Gov. Tina Kotek won’t expand restrictions on undercover Oregon plates to agencies helping ICE

by Shaanth Nanguneri, Oregon Capital Chronicle
June 9, 2026

Oregon officials who recently blocked U.S. Immigration and Customs Enforcement from receiving undercover state license plates won’t extend the restrictions to all federal law enforcement, including other agencies that assist immigration enforcement operations. 

Gov. Tina Kotek’s office announced last week that Oregon’s Driver and Motor Vehicle Services division would block ICE agents from receiving undercover plates, citing “repeated violations of state and federal law by ICE agents and the need to protect community trust and public safety.” 

Although the U.S. Department of Justice sued Oregon over the decision in May, DMV Administrator Amy Joyce said the move would insulate the agency from litigation under state law. 

“We cannot expend state resources to assist in federal immigration enforcement,” Joyce said in a statement. “We need to follow state law and protect taxpayers from legal risk.”

* **TASKS AND EXERCISES**
**1)** From the article on Oregon's undercover plates, copy the part that opens with the words containing "Oregon officials who" and closes with "under state law.".
**2)** Answer these questions using the article on Oregon's undercover plates:
(a) Which federal agency did Oregon block from receiving undercover state license plates?
(b) What federal department sued Oregon over the decision?
(c) Who is named as the DMV Administrator?

* **GIVEN MATERIAL**

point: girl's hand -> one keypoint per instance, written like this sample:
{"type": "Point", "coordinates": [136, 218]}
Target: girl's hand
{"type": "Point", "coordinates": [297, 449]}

* **RESULTS FOR EACH TASK**
**1)**
Oregon officials who recently blocked U.S. Immigration and Customs Enforcement from receiving undercover state license plates won’t extend the restrictions to all federal law enforcement, including other agencies that assist immigration enforcement operations. 

Gov. Tina Kotek’s office announced last week that Oregon’s Driver and Motor Vehicle Services division would block ICE agents from receiving undercover plates, citing “repeated violations of state and federal law by ICE agents and the need to protect community trust and public safety.” 

Although the U.S. Department of Justice sued Oregon over the decision in May, DMV Administrator Amy Joyce said the move would insulate the agency from litigation under state law.

**2)**
(a) U.S. Immigration and Customs Enforcement (ICE)
(b) The U.S. Department of Justice
(c) Amy Joyce